WORK TO BE COMPLETED :: Find the word "gate" in the listing; pull out each line holding it.

SOURCE DATA ::

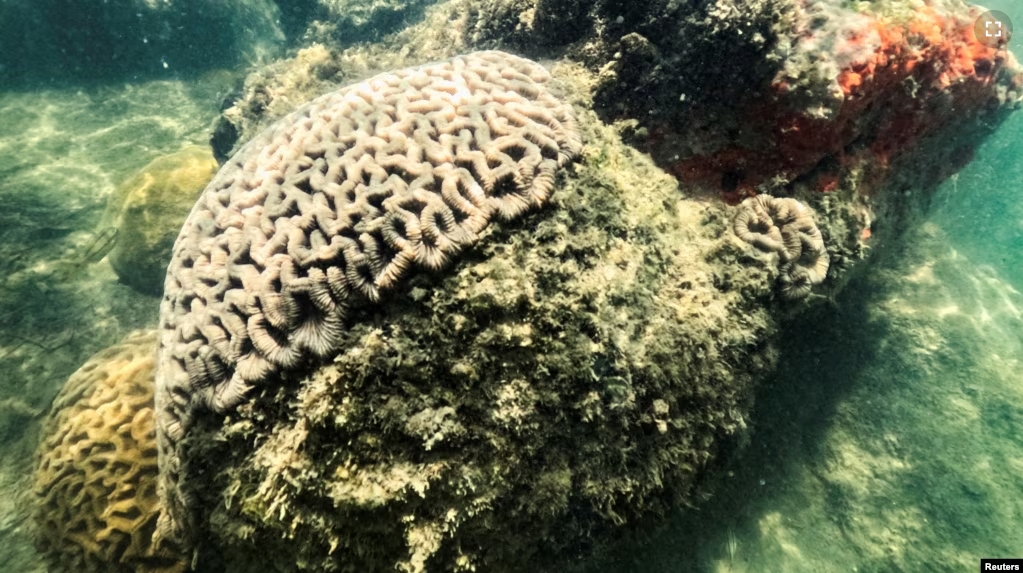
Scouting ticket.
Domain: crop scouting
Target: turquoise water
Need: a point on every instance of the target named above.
(891, 439)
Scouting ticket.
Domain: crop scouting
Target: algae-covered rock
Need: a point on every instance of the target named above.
(95, 480)
(147, 212)
(575, 371)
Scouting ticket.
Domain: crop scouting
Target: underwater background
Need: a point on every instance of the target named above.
(889, 439)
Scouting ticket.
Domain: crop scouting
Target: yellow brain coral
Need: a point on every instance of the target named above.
(96, 467)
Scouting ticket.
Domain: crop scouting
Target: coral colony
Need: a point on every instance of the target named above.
(856, 91)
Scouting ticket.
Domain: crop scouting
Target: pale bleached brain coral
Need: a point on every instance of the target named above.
(95, 480)
(335, 206)
(786, 226)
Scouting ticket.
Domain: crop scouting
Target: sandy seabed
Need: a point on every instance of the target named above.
(891, 439)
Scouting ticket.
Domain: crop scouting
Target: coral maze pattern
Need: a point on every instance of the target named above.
(332, 207)
(96, 471)
(786, 226)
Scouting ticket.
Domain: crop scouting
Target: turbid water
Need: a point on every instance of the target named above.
(889, 440)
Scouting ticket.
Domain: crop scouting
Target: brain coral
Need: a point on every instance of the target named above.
(96, 474)
(786, 226)
(331, 208)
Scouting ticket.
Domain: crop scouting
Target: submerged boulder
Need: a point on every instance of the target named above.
(147, 210)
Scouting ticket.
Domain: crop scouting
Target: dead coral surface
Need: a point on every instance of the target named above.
(96, 472)
(146, 213)
(575, 370)
(331, 209)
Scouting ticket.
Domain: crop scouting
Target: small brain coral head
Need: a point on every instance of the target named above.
(337, 205)
(95, 479)
(785, 226)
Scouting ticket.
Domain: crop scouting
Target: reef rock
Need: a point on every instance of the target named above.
(147, 211)
(507, 396)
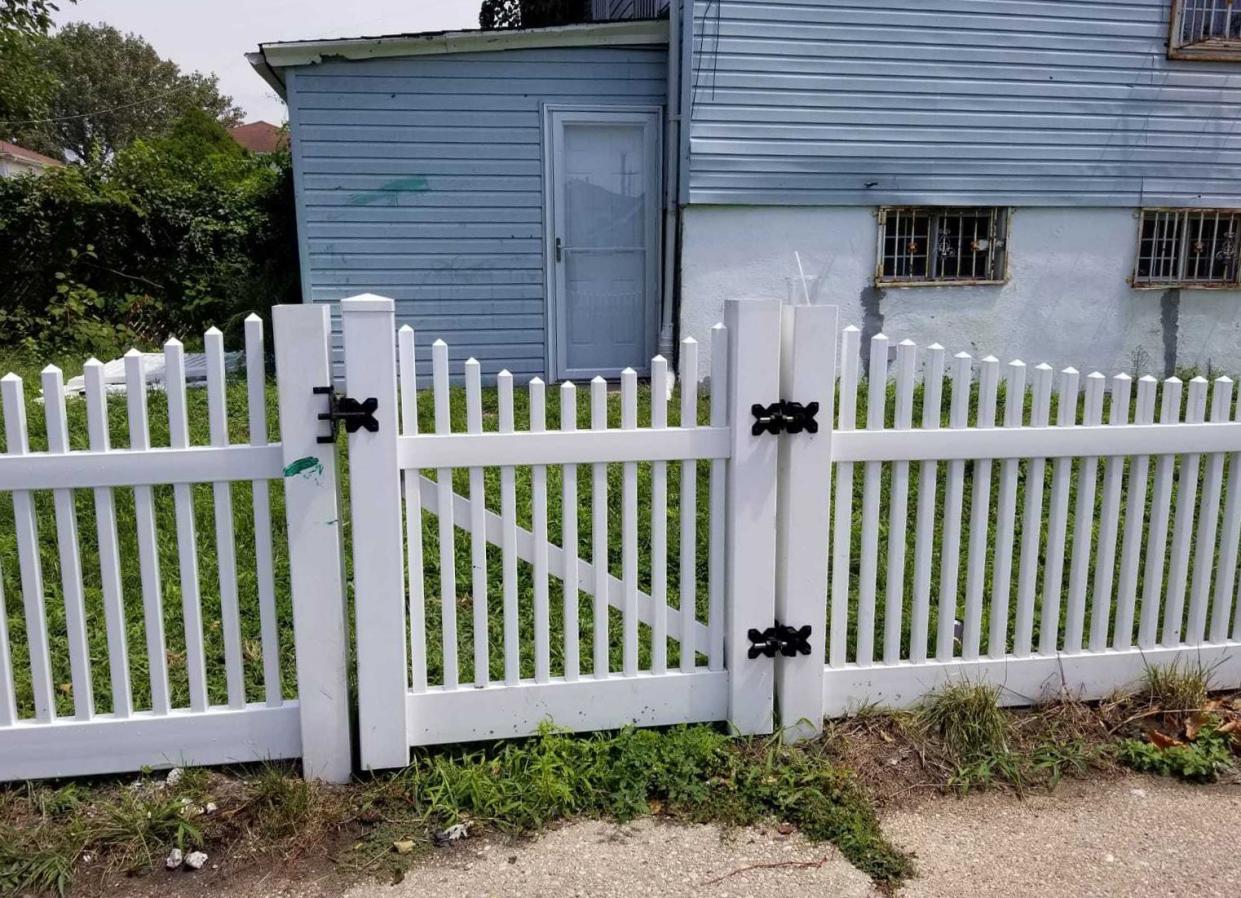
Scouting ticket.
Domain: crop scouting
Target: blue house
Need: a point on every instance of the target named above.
(1049, 179)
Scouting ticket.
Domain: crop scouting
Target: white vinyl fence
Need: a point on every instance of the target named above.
(143, 722)
(802, 540)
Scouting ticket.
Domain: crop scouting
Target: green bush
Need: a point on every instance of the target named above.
(168, 236)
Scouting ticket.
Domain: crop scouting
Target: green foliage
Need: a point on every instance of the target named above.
(1201, 760)
(689, 773)
(968, 720)
(112, 89)
(171, 235)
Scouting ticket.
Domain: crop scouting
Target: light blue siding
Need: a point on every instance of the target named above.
(1035, 102)
(421, 179)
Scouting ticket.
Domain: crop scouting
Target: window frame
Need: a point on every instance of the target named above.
(1179, 282)
(1002, 228)
(1213, 50)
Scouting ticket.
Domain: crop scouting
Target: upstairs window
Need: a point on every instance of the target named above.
(1205, 30)
(1188, 247)
(930, 244)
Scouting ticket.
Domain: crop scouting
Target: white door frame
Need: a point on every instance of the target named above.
(552, 151)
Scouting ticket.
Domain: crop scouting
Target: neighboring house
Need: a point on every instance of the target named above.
(1048, 180)
(17, 160)
(261, 137)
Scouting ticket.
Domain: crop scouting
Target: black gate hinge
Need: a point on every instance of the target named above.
(783, 638)
(344, 408)
(784, 417)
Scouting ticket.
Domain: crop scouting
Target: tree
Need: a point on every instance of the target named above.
(112, 89)
(27, 16)
(531, 14)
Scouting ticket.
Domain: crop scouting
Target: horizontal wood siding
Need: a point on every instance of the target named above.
(421, 179)
(1025, 102)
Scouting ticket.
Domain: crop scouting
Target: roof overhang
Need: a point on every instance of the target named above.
(271, 58)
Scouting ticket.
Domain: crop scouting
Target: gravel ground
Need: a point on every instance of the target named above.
(1132, 836)
(1129, 836)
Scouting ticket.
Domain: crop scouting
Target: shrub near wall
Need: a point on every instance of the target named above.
(168, 236)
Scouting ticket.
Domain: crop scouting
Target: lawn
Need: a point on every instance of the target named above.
(247, 574)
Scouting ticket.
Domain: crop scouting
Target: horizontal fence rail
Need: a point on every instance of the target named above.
(1041, 531)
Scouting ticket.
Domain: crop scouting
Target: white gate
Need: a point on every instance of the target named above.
(583, 641)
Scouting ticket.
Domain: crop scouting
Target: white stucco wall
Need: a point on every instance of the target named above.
(1066, 300)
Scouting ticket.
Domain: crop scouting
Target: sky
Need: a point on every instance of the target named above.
(214, 35)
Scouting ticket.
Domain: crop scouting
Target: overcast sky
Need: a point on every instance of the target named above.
(214, 35)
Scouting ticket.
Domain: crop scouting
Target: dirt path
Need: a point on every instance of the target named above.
(1122, 837)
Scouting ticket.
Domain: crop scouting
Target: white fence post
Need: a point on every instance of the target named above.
(750, 555)
(315, 571)
(808, 368)
(369, 326)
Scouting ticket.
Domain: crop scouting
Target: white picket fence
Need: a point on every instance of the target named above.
(1026, 543)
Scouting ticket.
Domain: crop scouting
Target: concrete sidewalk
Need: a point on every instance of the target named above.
(1129, 836)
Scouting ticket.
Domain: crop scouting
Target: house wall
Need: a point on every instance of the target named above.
(1066, 300)
(1015, 102)
(421, 179)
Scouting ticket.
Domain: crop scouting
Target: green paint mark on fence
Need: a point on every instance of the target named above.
(304, 466)
(390, 194)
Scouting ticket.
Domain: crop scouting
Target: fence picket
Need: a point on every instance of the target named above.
(1134, 519)
(686, 583)
(539, 488)
(899, 507)
(949, 553)
(659, 522)
(447, 529)
(261, 502)
(1014, 409)
(407, 373)
(1057, 520)
(932, 393)
(109, 552)
(478, 527)
(27, 555)
(629, 525)
(8, 696)
(1225, 577)
(1084, 520)
(148, 551)
(1157, 531)
(1031, 519)
(1110, 522)
(1208, 520)
(871, 497)
(568, 538)
(508, 540)
(979, 514)
(68, 553)
(717, 501)
(842, 526)
(600, 530)
(1183, 529)
(186, 537)
(226, 547)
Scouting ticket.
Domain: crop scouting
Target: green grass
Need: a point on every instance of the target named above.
(247, 573)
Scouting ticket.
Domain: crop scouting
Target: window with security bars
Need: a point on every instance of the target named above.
(1188, 247)
(925, 244)
(1205, 30)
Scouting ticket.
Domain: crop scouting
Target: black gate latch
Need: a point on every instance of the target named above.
(345, 408)
(786, 639)
(784, 417)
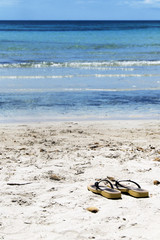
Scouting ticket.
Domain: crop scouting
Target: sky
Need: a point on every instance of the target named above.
(79, 9)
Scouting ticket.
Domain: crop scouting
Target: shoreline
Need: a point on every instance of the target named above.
(36, 204)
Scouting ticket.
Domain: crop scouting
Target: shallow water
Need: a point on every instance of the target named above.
(53, 70)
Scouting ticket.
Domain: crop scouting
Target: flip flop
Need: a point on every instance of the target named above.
(106, 191)
(136, 191)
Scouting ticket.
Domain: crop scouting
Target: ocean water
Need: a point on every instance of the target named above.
(66, 70)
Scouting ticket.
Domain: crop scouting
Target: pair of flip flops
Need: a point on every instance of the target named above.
(112, 189)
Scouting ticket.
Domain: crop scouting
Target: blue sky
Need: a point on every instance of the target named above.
(79, 9)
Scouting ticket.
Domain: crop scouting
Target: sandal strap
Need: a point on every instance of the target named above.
(103, 180)
(118, 183)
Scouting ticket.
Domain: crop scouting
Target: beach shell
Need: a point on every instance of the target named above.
(157, 159)
(156, 182)
(92, 209)
(55, 177)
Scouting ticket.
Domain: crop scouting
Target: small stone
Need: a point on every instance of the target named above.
(157, 159)
(156, 182)
(92, 209)
(55, 177)
(42, 150)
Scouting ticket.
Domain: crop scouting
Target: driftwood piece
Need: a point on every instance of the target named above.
(18, 184)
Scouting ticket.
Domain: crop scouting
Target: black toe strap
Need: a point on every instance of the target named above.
(118, 183)
(103, 180)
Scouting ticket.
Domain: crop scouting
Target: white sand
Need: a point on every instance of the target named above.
(48, 209)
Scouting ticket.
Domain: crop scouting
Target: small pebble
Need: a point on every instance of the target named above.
(55, 177)
(156, 182)
(92, 209)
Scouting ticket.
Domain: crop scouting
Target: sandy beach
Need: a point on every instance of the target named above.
(45, 169)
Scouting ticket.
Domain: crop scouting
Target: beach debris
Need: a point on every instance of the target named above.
(140, 149)
(55, 177)
(157, 159)
(94, 146)
(156, 182)
(92, 209)
(18, 184)
(42, 150)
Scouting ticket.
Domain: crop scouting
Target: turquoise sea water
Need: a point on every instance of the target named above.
(52, 70)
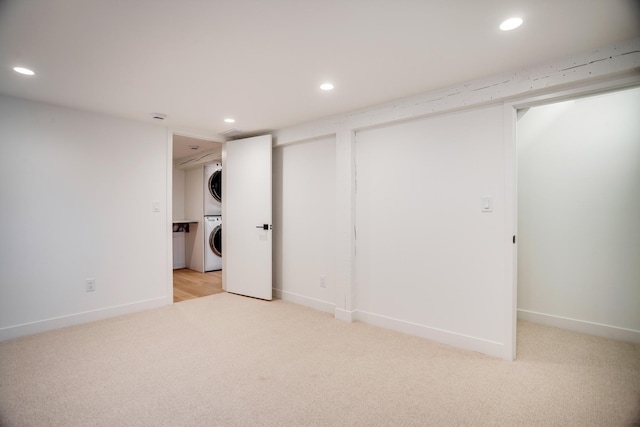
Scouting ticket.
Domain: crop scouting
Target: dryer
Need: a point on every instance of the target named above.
(212, 243)
(213, 189)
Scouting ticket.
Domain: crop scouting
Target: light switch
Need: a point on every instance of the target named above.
(486, 204)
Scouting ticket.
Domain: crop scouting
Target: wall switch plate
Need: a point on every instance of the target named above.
(486, 204)
(323, 281)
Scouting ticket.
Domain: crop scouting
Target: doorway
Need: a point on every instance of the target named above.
(578, 214)
(190, 278)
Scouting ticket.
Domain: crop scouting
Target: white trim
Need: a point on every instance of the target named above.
(581, 326)
(344, 315)
(511, 227)
(79, 318)
(466, 342)
(314, 303)
(169, 215)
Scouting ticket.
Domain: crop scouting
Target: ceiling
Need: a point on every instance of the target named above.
(262, 61)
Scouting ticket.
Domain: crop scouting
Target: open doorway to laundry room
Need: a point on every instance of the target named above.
(197, 229)
(578, 220)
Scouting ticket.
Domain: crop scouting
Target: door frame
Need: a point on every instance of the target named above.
(169, 227)
(510, 110)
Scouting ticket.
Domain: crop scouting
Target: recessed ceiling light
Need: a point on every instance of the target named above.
(22, 70)
(511, 24)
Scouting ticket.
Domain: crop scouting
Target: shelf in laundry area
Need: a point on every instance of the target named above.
(182, 225)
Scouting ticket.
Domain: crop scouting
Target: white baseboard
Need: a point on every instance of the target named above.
(344, 315)
(304, 300)
(582, 326)
(466, 342)
(31, 328)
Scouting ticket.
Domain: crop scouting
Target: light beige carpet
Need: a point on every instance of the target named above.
(226, 360)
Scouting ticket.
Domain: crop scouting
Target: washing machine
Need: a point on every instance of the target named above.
(213, 189)
(212, 243)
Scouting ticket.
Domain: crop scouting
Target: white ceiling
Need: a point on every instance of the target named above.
(261, 61)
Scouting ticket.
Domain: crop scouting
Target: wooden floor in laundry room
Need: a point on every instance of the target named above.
(190, 284)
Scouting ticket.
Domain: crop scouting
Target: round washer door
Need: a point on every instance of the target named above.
(215, 240)
(215, 185)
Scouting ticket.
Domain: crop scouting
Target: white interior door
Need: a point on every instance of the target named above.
(247, 236)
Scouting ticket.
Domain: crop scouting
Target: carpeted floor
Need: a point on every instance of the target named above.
(226, 360)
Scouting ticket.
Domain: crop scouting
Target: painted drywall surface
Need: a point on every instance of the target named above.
(178, 193)
(78, 191)
(579, 210)
(425, 253)
(304, 222)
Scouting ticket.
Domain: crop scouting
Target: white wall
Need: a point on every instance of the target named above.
(304, 206)
(579, 214)
(77, 193)
(425, 253)
(457, 288)
(178, 193)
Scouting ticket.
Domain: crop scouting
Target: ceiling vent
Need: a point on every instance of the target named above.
(231, 133)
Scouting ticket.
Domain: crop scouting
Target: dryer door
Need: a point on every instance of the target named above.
(215, 185)
(215, 240)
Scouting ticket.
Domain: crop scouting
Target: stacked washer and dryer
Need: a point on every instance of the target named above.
(213, 217)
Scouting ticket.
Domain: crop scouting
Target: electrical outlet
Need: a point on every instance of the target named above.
(323, 281)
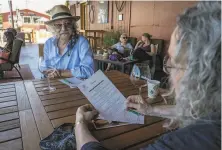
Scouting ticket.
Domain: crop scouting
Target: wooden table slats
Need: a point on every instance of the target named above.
(28, 114)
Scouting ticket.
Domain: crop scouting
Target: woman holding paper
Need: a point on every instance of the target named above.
(194, 65)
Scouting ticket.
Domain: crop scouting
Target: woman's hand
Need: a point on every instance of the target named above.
(86, 113)
(137, 103)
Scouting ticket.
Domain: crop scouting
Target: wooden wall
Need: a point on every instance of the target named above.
(157, 18)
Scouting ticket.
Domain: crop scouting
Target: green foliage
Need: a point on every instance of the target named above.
(110, 38)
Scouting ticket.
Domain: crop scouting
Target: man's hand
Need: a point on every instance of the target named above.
(86, 113)
(52, 73)
(137, 103)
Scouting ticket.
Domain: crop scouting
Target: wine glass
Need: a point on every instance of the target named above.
(139, 75)
(46, 71)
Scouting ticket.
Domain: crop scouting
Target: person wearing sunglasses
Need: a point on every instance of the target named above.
(194, 66)
(123, 45)
(144, 50)
(122, 48)
(67, 51)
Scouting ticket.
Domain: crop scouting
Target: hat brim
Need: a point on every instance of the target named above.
(75, 18)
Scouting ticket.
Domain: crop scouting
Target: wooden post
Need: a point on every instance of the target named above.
(11, 12)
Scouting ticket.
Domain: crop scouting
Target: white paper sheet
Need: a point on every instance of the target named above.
(107, 99)
(71, 82)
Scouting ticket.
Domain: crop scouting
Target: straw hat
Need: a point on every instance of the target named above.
(61, 12)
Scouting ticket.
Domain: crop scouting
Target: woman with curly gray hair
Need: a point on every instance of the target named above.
(194, 65)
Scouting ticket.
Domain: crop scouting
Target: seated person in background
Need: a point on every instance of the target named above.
(194, 65)
(9, 34)
(123, 47)
(144, 50)
(67, 51)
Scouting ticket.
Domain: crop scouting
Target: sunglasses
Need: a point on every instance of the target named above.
(66, 24)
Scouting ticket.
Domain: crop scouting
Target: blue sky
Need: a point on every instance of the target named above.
(36, 5)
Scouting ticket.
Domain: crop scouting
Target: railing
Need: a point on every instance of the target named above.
(30, 37)
(2, 41)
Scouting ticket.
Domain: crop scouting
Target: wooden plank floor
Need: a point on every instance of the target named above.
(16, 119)
(61, 106)
(10, 131)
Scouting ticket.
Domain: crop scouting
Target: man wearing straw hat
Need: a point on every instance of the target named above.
(67, 51)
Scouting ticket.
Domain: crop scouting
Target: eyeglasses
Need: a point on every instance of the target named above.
(58, 26)
(167, 66)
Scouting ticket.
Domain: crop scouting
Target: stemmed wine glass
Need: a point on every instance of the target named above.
(46, 71)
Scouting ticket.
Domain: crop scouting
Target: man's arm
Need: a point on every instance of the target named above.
(86, 67)
(83, 135)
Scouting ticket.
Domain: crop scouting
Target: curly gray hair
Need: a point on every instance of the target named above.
(199, 50)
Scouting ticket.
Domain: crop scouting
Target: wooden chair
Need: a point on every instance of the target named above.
(13, 58)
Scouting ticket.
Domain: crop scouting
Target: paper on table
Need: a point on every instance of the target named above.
(71, 82)
(107, 99)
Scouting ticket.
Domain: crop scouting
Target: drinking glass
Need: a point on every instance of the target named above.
(139, 75)
(46, 71)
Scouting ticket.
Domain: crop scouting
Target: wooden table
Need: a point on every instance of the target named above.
(28, 115)
(99, 60)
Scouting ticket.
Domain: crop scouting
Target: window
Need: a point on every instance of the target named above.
(27, 19)
(35, 20)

TASK RESPONSE ::
Target: black gate hinge
Target: white gate
Target: black gate latch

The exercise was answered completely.